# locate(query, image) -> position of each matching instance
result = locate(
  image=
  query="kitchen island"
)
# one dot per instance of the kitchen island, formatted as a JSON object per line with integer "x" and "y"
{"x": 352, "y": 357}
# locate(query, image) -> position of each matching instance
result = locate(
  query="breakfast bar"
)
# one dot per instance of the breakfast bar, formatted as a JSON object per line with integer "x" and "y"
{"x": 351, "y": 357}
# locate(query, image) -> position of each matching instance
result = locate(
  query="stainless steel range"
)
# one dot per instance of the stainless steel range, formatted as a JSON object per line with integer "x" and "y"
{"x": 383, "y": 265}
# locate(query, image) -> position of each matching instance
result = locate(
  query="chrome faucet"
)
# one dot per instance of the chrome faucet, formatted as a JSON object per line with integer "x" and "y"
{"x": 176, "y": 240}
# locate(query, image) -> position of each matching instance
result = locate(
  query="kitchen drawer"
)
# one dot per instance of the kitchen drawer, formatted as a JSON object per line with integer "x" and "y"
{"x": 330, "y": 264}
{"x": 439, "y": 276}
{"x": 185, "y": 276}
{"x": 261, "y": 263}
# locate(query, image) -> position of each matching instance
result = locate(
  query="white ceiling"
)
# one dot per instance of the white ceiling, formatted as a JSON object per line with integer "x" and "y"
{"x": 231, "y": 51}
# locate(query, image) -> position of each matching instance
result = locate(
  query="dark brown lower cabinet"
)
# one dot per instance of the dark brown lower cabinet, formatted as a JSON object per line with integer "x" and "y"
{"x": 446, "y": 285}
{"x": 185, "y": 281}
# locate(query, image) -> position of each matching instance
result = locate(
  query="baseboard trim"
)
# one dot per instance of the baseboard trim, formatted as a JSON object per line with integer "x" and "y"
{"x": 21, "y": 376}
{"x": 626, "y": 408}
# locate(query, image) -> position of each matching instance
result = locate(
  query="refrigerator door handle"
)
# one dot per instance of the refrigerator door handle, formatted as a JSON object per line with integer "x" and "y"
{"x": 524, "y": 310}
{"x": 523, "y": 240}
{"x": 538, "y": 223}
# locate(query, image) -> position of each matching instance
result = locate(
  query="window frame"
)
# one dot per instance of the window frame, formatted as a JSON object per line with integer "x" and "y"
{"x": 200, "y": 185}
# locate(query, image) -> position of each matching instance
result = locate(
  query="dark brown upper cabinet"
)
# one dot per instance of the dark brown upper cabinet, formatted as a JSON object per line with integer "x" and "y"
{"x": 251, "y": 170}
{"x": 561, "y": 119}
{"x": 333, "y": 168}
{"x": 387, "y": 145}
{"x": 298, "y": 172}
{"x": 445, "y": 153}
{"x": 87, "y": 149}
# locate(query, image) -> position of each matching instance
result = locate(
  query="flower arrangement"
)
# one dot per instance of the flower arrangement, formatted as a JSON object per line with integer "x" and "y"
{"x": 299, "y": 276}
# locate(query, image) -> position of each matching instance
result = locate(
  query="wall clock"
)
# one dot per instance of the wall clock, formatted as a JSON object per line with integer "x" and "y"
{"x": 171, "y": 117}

...

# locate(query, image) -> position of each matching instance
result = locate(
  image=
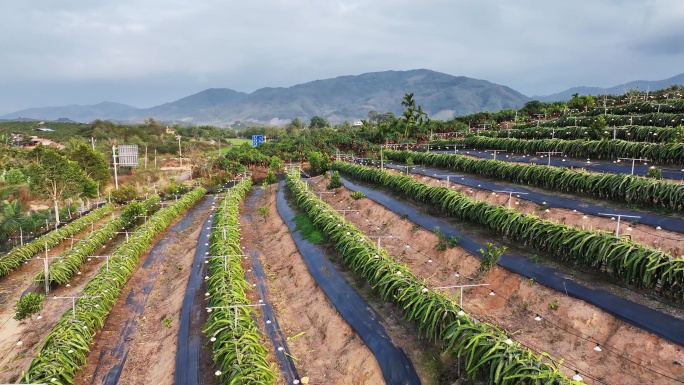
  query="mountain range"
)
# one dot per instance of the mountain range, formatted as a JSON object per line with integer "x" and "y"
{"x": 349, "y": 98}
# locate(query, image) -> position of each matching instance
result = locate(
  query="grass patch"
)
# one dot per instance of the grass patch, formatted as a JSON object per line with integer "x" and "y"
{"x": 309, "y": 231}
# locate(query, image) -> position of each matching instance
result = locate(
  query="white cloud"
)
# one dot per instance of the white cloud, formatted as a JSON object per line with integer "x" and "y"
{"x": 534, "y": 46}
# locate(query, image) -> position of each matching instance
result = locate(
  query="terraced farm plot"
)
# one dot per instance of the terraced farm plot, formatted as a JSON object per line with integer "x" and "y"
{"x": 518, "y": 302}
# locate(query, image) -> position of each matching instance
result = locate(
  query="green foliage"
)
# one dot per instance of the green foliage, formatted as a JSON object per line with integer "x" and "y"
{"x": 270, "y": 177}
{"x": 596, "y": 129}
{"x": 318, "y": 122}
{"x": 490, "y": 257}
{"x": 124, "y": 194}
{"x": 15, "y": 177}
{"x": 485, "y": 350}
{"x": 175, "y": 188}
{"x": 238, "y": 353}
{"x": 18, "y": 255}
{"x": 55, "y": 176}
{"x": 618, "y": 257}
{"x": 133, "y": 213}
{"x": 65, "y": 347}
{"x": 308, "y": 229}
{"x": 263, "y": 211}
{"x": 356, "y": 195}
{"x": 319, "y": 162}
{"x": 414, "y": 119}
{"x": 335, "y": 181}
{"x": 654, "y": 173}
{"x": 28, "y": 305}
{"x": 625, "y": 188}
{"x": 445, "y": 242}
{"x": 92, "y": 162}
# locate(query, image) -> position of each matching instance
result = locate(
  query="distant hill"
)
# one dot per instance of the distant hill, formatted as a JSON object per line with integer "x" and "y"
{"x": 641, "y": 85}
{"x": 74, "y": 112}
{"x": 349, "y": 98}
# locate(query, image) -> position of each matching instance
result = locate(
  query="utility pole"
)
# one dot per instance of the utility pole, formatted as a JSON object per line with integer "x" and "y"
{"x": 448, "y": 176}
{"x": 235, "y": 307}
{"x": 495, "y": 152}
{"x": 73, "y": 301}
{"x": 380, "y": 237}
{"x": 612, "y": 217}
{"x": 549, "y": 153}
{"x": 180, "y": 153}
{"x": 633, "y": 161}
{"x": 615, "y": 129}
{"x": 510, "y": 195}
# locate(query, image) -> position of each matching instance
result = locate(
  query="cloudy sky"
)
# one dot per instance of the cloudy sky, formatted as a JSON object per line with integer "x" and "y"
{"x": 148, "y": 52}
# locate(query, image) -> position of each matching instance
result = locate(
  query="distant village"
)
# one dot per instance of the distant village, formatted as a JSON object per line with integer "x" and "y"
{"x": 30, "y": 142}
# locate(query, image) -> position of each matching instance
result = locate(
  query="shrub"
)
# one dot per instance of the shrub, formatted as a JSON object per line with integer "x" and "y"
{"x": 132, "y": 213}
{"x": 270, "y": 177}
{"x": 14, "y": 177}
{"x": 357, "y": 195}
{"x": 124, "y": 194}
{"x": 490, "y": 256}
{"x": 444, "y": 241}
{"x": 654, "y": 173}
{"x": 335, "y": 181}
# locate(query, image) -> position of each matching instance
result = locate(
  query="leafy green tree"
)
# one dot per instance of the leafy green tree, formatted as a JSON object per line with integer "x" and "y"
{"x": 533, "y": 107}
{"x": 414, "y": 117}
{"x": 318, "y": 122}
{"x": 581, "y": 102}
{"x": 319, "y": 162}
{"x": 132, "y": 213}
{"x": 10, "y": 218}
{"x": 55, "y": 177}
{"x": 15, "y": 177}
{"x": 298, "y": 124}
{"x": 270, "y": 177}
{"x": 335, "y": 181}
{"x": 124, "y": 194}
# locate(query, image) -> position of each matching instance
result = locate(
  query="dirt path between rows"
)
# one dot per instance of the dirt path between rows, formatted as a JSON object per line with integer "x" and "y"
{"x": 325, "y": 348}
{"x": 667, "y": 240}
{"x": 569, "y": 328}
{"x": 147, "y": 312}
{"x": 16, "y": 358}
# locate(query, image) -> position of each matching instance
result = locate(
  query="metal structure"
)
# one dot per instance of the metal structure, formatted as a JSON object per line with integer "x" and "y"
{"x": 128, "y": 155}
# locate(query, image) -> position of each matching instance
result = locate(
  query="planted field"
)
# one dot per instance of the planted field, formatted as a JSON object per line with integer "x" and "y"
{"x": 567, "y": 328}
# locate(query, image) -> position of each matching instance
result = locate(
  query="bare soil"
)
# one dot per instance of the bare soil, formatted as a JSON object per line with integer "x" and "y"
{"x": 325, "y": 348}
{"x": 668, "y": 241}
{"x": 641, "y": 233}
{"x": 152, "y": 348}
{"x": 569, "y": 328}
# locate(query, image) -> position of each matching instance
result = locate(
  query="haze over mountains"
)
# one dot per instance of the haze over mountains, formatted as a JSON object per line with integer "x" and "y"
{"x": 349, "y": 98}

## WORK INSTRUCTIONS
Find every line in the rows above that contains the string "bare", and copy each of those lines.

## EXERCISE OUTPUT
  query="bare soil"
# one dot per instance of the bare soil, formatted as a JSON object per line with integer "x" and "y"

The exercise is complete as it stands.